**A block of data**
##########

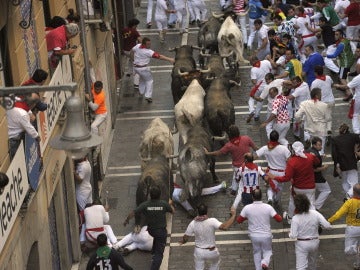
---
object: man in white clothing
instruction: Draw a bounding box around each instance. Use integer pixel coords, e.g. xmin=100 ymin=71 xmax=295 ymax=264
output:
xmin=295 ymin=88 xmax=331 ymax=155
xmin=246 ymin=56 xmax=271 ymax=123
xmin=130 ymin=37 xmax=175 ymax=103
xmin=236 ymin=189 xmax=282 ymax=270
xmin=74 ymin=157 xmax=92 ymax=211
xmin=80 ymin=200 xmax=117 ymax=246
xmin=255 ymin=130 xmax=291 ymax=205
xmin=6 ymin=93 xmax=40 ymax=160
xmin=180 ymin=204 xmax=235 ymax=270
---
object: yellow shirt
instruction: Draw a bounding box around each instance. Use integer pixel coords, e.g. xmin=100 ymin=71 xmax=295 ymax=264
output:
xmin=328 ymin=198 xmax=360 ymax=226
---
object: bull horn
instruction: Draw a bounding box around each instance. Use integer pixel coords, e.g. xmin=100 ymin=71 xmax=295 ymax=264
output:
xmin=178 ymin=69 xmax=189 ymax=76
xmin=200 ymin=68 xmax=211 ymax=73
xmin=212 ymin=12 xmax=224 ymax=19
xmin=220 ymin=51 xmax=235 ymax=58
xmin=212 ymin=132 xmax=226 ymax=141
xmin=191 ymin=45 xmax=203 ymax=51
xmin=200 ymin=51 xmax=211 ymax=57
xmin=229 ymin=80 xmax=241 ymax=86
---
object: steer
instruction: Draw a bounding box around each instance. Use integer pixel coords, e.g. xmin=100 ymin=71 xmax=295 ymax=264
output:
xmin=139 ymin=117 xmax=174 ymax=169
xmin=217 ymin=16 xmax=248 ymax=65
xmin=135 ymin=155 xmax=174 ymax=225
xmin=178 ymin=123 xmax=218 ymax=199
xmin=174 ymin=79 xmax=205 ymax=144
xmin=169 ymin=45 xmax=201 ymax=105
xmin=204 ymin=76 xmax=235 ymax=137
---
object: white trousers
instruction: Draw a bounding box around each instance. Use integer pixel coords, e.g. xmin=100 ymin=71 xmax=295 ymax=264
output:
xmin=91 ymin=112 xmax=107 ymax=135
xmin=134 ymin=67 xmax=154 ymax=98
xmin=124 ymin=51 xmax=139 ymax=85
xmin=351 ymin=97 xmax=360 ymax=134
xmin=288 ymin=186 xmax=315 ymax=218
xmin=237 ymin=16 xmax=247 ymax=44
xmin=295 ymin=239 xmax=320 ymax=270
xmin=315 ymin=182 xmax=331 ymax=209
xmin=113 ymin=230 xmax=153 ymax=251
xmin=341 ymin=170 xmax=359 ymax=198
xmin=250 ymin=236 xmax=272 ymax=270
xmin=146 ymin=0 xmax=153 ymax=23
xmin=344 ymin=226 xmax=360 ymax=255
xmin=194 ymin=247 xmax=220 ymax=270
xmin=273 ymin=122 xmax=290 ymax=146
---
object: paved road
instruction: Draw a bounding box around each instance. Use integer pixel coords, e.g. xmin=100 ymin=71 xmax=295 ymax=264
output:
xmin=80 ymin=0 xmax=360 ymax=270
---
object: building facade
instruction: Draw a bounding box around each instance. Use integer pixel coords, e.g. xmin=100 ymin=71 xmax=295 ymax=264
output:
xmin=0 ymin=0 xmax=138 ymax=270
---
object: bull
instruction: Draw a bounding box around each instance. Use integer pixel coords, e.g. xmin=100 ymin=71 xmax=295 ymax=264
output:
xmin=169 ymin=45 xmax=201 ymax=105
xmin=139 ymin=117 xmax=174 ymax=169
xmin=135 ymin=155 xmax=174 ymax=229
xmin=178 ymin=123 xmax=218 ymax=199
xmin=174 ymin=79 xmax=205 ymax=144
xmin=217 ymin=16 xmax=249 ymax=65
xmin=204 ymin=76 xmax=235 ymax=136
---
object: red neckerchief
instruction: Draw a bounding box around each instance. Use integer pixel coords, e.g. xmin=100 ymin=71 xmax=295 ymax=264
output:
xmin=194 ymin=215 xmax=209 ymax=221
xmin=244 ymin=162 xmax=257 ymax=170
xmin=253 ymin=61 xmax=261 ymax=68
xmin=335 ymin=38 xmax=344 ymax=47
xmin=268 ymin=141 xmax=280 ymax=150
xmin=316 ymin=75 xmax=326 ymax=81
xmin=230 ymin=136 xmax=241 ymax=146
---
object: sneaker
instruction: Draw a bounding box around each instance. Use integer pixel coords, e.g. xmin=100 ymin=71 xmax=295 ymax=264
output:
xmin=221 ymin=181 xmax=227 ymax=192
xmin=246 ymin=113 xmax=255 ymax=124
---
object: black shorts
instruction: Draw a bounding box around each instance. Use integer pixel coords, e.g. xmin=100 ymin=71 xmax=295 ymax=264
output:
xmin=339 ymin=67 xmax=350 ymax=80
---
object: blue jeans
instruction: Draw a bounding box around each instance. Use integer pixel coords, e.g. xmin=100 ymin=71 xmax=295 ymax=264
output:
xmin=148 ymin=228 xmax=167 ymax=270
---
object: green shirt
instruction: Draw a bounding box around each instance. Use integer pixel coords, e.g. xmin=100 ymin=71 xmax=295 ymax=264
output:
xmin=134 ymin=200 xmax=172 ymax=229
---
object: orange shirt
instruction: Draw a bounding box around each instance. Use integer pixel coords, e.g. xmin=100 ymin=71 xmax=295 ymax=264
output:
xmin=91 ymin=86 xmax=107 ymax=114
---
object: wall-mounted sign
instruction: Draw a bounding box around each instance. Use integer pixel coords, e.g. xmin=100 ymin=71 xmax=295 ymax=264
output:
xmin=0 ymin=142 xmax=29 ymax=253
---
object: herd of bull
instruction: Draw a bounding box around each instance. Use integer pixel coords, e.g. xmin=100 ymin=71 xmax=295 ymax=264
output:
xmin=136 ymin=11 xmax=249 ymax=221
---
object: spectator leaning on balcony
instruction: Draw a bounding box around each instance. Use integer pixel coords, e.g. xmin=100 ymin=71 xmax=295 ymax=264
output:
xmin=6 ymin=93 xmax=40 ymax=160
xmin=85 ymin=81 xmax=107 ymax=135
xmin=46 ymin=23 xmax=79 ymax=68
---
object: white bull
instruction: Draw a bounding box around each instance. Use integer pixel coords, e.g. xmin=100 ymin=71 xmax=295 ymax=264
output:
xmin=139 ymin=117 xmax=174 ymax=169
xmin=217 ymin=16 xmax=248 ymax=64
xmin=174 ymin=79 xmax=205 ymax=144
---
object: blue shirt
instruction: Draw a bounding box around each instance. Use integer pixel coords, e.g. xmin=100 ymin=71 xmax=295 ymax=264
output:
xmin=249 ymin=0 xmax=263 ymax=19
xmin=303 ymin=52 xmax=325 ymax=85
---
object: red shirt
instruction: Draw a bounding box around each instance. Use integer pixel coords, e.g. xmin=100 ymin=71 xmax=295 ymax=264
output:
xmin=46 ymin=25 xmax=67 ymax=52
xmin=220 ymin=136 xmax=255 ymax=168
xmin=122 ymin=27 xmax=140 ymax=52
xmin=274 ymin=153 xmax=320 ymax=189
xmin=344 ymin=3 xmax=360 ymax=26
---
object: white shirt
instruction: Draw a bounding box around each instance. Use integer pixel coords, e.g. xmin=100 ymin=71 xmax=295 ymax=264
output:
xmin=84 ymin=205 xmax=109 ymax=229
xmin=291 ymin=82 xmax=310 ymax=110
xmin=250 ymin=60 xmax=271 ymax=92
xmin=155 ymin=0 xmax=168 ymax=20
xmin=185 ymin=218 xmax=222 ymax=248
xmin=289 ymin=210 xmax=331 ymax=239
xmin=75 ymin=160 xmax=92 ymax=211
xmin=295 ymin=15 xmax=313 ymax=36
xmin=260 ymin=79 xmax=284 ymax=112
xmin=311 ymin=76 xmax=335 ymax=103
xmin=348 ymin=74 xmax=360 ymax=100
xmin=256 ymin=145 xmax=291 ymax=170
xmin=6 ymin=107 xmax=39 ymax=139
xmin=240 ymin=201 xmax=277 ymax=237
xmin=131 ymin=44 xmax=155 ymax=66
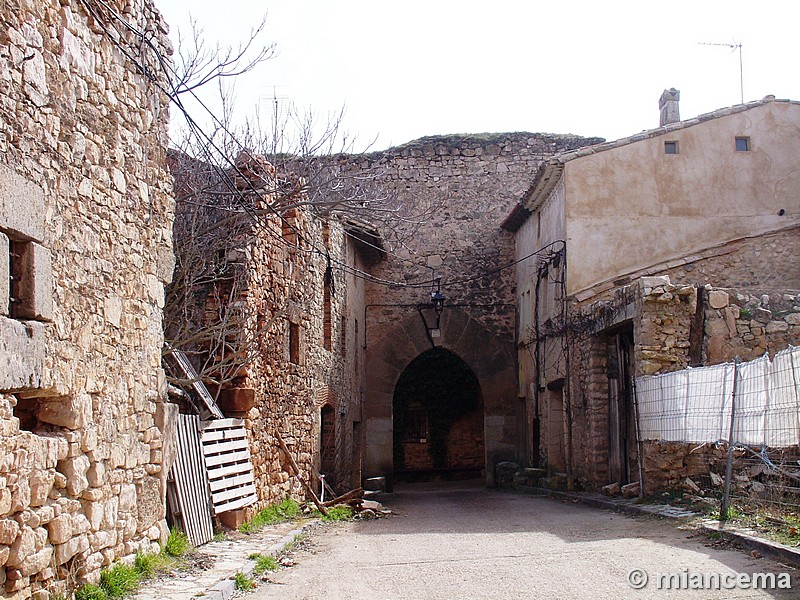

##########

Please print the lines from the start of the block through the line containing "xmin=328 ymin=198 xmax=360 ymax=226", both included, and leave the pictures out.

**SOLUTION BELOW**
---
object: man in white clothing
instruction: Draw a bounding box around each instance. Use integer pixel coords, e.g. xmin=100 ymin=71 xmax=295 ymax=264
output:
xmin=295 ymin=88 xmax=331 ymax=155
xmin=246 ymin=56 xmax=271 ymax=123
xmin=130 ymin=37 xmax=175 ymax=103
xmin=236 ymin=189 xmax=282 ymax=270
xmin=74 ymin=157 xmax=92 ymax=211
xmin=80 ymin=200 xmax=117 ymax=246
xmin=255 ymin=130 xmax=291 ymax=205
xmin=6 ymin=93 xmax=40 ymax=160
xmin=180 ymin=204 xmax=235 ymax=270
---
object: yellow shirt
instruction: Draw a bounding box around each instance. Use integer pixel coords, e.g. xmin=100 ymin=71 xmax=295 ymax=264
output:
xmin=328 ymin=198 xmax=360 ymax=226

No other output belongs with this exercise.